==== PROVIDED RECORDS

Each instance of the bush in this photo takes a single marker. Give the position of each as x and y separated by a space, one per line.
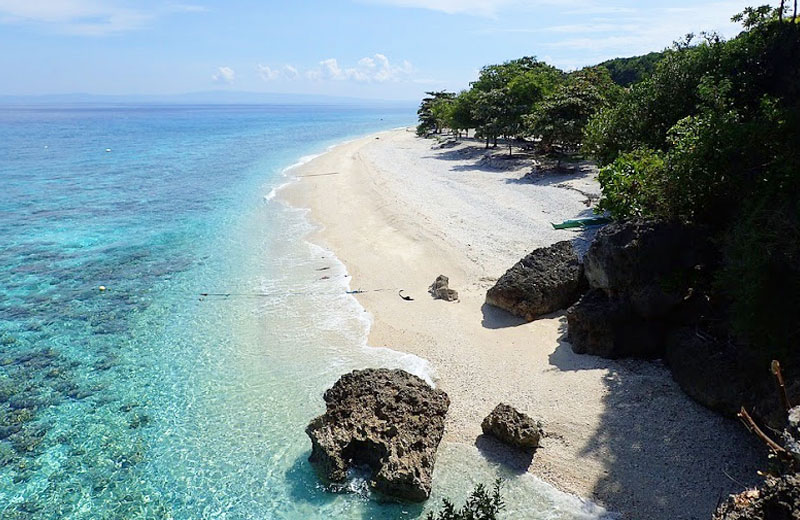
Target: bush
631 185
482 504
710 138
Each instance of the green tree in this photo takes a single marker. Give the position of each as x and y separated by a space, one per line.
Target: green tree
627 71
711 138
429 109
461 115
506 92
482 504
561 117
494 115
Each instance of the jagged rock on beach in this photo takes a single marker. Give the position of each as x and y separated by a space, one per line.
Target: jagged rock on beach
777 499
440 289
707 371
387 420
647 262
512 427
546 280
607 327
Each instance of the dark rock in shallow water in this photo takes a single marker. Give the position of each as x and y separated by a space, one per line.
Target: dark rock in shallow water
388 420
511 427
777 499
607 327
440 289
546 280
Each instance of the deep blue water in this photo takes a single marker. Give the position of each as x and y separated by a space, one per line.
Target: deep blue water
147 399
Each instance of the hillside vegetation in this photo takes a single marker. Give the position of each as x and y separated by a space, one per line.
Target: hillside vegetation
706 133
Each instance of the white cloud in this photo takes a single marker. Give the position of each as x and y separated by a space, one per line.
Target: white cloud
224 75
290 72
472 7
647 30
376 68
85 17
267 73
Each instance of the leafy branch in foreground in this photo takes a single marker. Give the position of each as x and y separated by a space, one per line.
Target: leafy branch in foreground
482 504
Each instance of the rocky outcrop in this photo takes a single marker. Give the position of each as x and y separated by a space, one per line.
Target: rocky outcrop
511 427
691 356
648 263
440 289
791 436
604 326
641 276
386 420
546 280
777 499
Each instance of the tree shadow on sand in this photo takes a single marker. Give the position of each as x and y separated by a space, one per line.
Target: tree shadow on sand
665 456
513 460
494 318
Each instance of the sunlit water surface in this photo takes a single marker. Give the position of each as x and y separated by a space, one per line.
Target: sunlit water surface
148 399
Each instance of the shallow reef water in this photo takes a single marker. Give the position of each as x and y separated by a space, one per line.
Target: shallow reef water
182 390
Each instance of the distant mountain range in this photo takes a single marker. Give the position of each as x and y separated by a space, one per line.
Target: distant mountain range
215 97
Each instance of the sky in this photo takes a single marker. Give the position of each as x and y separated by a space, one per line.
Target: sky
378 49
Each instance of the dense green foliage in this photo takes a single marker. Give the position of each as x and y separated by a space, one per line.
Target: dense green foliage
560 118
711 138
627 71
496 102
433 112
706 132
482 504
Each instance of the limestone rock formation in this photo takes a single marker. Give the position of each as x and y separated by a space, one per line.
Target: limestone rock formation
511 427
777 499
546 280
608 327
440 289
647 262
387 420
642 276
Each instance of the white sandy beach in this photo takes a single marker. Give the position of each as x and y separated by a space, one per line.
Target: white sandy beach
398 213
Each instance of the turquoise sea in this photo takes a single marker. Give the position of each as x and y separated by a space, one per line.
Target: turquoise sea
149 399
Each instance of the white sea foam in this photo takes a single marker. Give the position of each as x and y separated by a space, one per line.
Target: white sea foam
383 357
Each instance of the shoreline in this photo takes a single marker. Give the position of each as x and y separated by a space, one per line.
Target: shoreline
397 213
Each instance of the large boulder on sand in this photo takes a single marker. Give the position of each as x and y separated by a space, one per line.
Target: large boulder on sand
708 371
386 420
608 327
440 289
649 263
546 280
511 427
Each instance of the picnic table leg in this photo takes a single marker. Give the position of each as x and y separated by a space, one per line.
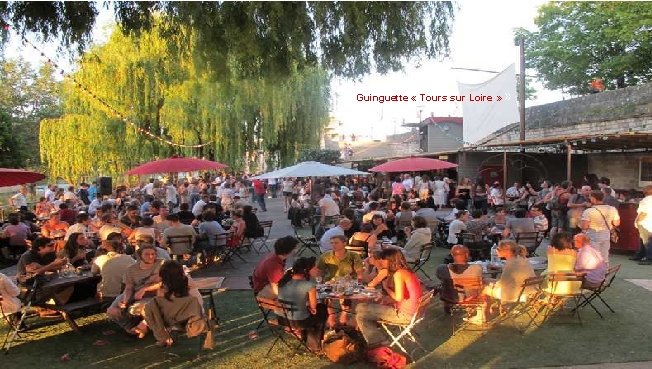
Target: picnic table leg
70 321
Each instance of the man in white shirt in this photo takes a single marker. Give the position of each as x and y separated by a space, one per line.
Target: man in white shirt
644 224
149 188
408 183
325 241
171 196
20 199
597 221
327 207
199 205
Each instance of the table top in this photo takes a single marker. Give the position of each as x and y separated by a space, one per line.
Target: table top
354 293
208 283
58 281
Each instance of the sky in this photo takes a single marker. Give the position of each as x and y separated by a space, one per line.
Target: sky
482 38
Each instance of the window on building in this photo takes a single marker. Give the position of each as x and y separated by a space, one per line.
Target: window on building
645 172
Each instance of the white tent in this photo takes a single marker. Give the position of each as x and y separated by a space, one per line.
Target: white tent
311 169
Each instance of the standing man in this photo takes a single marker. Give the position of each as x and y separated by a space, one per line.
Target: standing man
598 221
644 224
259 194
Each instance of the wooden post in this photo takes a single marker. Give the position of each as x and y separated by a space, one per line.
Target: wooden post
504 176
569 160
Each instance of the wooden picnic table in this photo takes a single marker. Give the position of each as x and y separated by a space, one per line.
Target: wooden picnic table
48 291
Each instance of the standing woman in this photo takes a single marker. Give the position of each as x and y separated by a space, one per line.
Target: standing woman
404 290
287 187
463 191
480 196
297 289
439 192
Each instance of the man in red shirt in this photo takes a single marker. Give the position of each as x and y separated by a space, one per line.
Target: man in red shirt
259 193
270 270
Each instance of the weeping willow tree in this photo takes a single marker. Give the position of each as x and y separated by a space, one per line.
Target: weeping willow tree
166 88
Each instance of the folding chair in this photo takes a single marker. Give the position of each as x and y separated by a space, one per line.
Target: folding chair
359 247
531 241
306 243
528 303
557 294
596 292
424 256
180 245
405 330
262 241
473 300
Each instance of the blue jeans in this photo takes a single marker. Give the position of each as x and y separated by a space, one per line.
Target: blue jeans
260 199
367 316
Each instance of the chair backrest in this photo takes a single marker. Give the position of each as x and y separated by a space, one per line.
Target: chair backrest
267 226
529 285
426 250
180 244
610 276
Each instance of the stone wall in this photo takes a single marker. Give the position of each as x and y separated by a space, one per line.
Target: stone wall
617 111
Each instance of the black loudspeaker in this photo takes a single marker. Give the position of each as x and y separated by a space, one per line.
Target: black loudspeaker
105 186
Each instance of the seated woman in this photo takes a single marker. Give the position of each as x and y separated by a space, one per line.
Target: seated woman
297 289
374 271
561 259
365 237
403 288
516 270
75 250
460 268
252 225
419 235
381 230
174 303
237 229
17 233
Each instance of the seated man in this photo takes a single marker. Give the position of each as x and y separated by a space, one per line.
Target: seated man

========

* _WHAT YOU HAVE TO DO_
Print every line above exactly. Leave the pictures out.

* _PROBLEM SOLUTION_
Each instance of the bush in this photo takes a single marker. Give the position of each as x and y separated by a space, one per line.
Target: bush
631 185
482 504
710 138
Each instance of the green tree in this photo takes a single marker. Give the position of each as x and y separated by a space, one per line.
Target: green tree
627 71
711 138
429 109
461 115
506 92
482 504
561 117
494 115
Each instance of the jagged rock on beach in this photo takes a single marker. Give the position of each as x and y separated by a space, one per line.
Target: jagged rock on beach
777 499
440 289
707 371
387 420
647 262
512 427
546 280
607 327
Each instance of the dark rock in shallow water in this photo takes a single marker. Give the position of each as x and y separated by a space, one per line.
Target: dark rock in shallow water
388 420
511 427
777 499
607 327
440 289
546 280
Each instance of the deep blue water in this photo takes a single marker. Give the position of each as x and y separated by a space, one per line.
Target: deep blue water
147 399
Each instance of the hillside vegetation in this photo takes a single marker. Give the position of each as x and y separated by a space, one per line.
Target: hillside vegetation
706 133
Each instance of the white cloud in this photo takes a single marker. Give the position of each as x and y separated by a space, one per line.
Target: white cloud
224 75
290 72
472 7
647 30
376 68
85 17
267 73
Each instance of the leafy branch in foreground in this photo takes a single marker. Give the position of each as x and y separated by a space, one per line.
Target: leafy branch in foreground
482 504
Each instance of the rocky outcrop in this photo takes a single marker. Give the position of each as x and y separated by a space, one per line.
Target: rocky outcrop
511 427
691 356
648 263
440 289
791 436
604 326
641 276
386 420
546 280
777 499
Each instance of the tree shadow on sand in this photo takes a single marker. Give the position of each as x and y separated by a space, one per line.
Target: tree shadow on sand
665 456
513 460
494 318
Each instance of the sunlit water surface in this photo takes a single marker. Give the position of each as x and y separated by a space, one per line.
Target: sunlit water surface
148 399
Each instance of the shallow reef water in this photo takes a single marker. Give the position of each as x and y separated by a space, one per line.
Target: shallow reef water
182 390
Each instance of the distant mountain range in this photo takes a single marker. Give the position of each as x and y separated by a space, one per line.
Target: distant mountain range
215 97
Each instance of the sky in this photo takes a single marker. Give the position of each as x and y separated by a space, one per line.
Target: sky
378 49
Each instance of the dense green foliage in this photo takes a single marker. Give the position of each as x and y separated by a space, one per line.
Target: dense green foliage
560 118
711 138
627 71
496 102
433 112
706 132
482 504
Each instance of the limestone rock formation in this photo takes a single marker. Give the position of each as x and y separated by a space, one per line.
Target: limestone rock formation
511 427
777 499
546 280
608 327
440 289
647 262
387 420
642 276
Each instance of the white sandy beach in this photo takes a single marker. Give the position of each as x and y separated by a space, one per line.
Target: white sandy beach
398 213
Each instance of the turquoise sea in this photo takes a single marker. Give the position of each as x and y separated by a space, one per line.
Target: turquoise sea
149 399
Each instance of the white sea foam in this photo takes a single marker. Give the position of each as x and y separated by a space, one per line.
Target: white sea foam
383 357
Each instance of the shoreline in this photo takes a single marker. Give the position of each as x and y separated by a space, one per line.
Target: shoreline
397 213
Each instance of the large boulder on sand in this photo takes a single marker. Give the position of each as x and y separated by a space, one per line.
Target: large boulder on sand
708 371
386 420
608 327
440 289
649 263
546 280
511 427
Each instance of the picnic table leg in this photo takes a single marker. Give the position of each as x and y separated by a space, one per line.
Target: picnic table leg
70 321
Each instance of the man in white shirt in this photo takes a single marker. Give the position of each as x and y separated by a space, one per line.
Target: man in white shirt
644 224
149 188
408 183
325 241
171 196
20 199
597 221
327 207
199 205
Each instance of the table top in this photo takes a single marker. Give the position of each as x and y separated by a space, one per line.
Target: table top
354 293
208 283
58 281
Each instance of the sky in this photo takes a single marker. Give the position of each as x and y separated by a space, one per line.
Target: sky
482 38
Each instance of the window on building in this photo takes a single marker. Give the position of each as x and y separated by a space, one per line.
Target: window on building
645 172
Each instance of the white tent in this photo takes a single marker. Give the position of each as x and y separated by a space, one per line.
Target: white tent
311 169
Each instance of the standing man in this photo takes a single marker. Give the position of each as x and y separated by a space, one per line.
Target: standing man
598 221
644 224
259 194
Each instance of the wooden post in this photo takes a single marker. Give the position of each as x and y separated by a space, one per line.
Target: wooden post
504 176
569 160
Each instance of the wooden picnic table in this photo takes a single marker. Give the position of each as x and y separated by a space, one per line.
Target: wooden picnic table
48 291
Each instance of the standing woman in this photo takes a single marker. Give the position of each as x and y separated by a space, one per line.
Target: standing woman
404 290
287 187
463 191
480 196
297 289
439 192
Each instance of the man in red shirt in this photo takes a single marker. Give the position of each as x and y separated by a space, one per line.
Target: man in red shirt
259 193
270 270
Each instance of the weeping willow tree in this photo takes a single marker. Give the position of each as x and y separated by a space, one per line.
Target: weeping willow tree
166 88
Each instance of the folding chair in this photo takes a single marker. Give the position of each as x and y separated by a space, one per line.
Target: folding chair
359 247
531 241
306 243
528 303
557 294
596 292
424 256
180 245
405 330
262 241
473 300
Each instance of the blue jeans in this photo takes a single marker. Give the position of each as x and y separated by a space, one per line.
Target: blue jeans
260 199
367 316
Each instance of the chair backrest in this photo takes a single marker. Give the position of each as x and y separated by a space, one per line.
Target: chair backrest
267 226
529 285
426 250
180 244
610 276
Each instance of the stone wall in this photo takes a single marker. Give the position of each as x and y separated by a space, one per line.
Target: stone wall
617 111
Each instance of the black loudspeaker in this photo takes a single marker. Give the position of each as x and y separated by a space, one per line.
Target: black loudspeaker
105 186
Each instance of the seated woman in this photo takes a single marker. Give the position of each as x and y separated by a space, one per line.
Target: seated woman
297 289
374 271
561 259
365 237
403 288
516 270
75 250
460 268
252 225
419 235
381 230
174 303
237 229
17 233
Each instance of the seated man in this photo takes a single marker. Give the position of each as x and y separated by a space, one per line.
Target: seated man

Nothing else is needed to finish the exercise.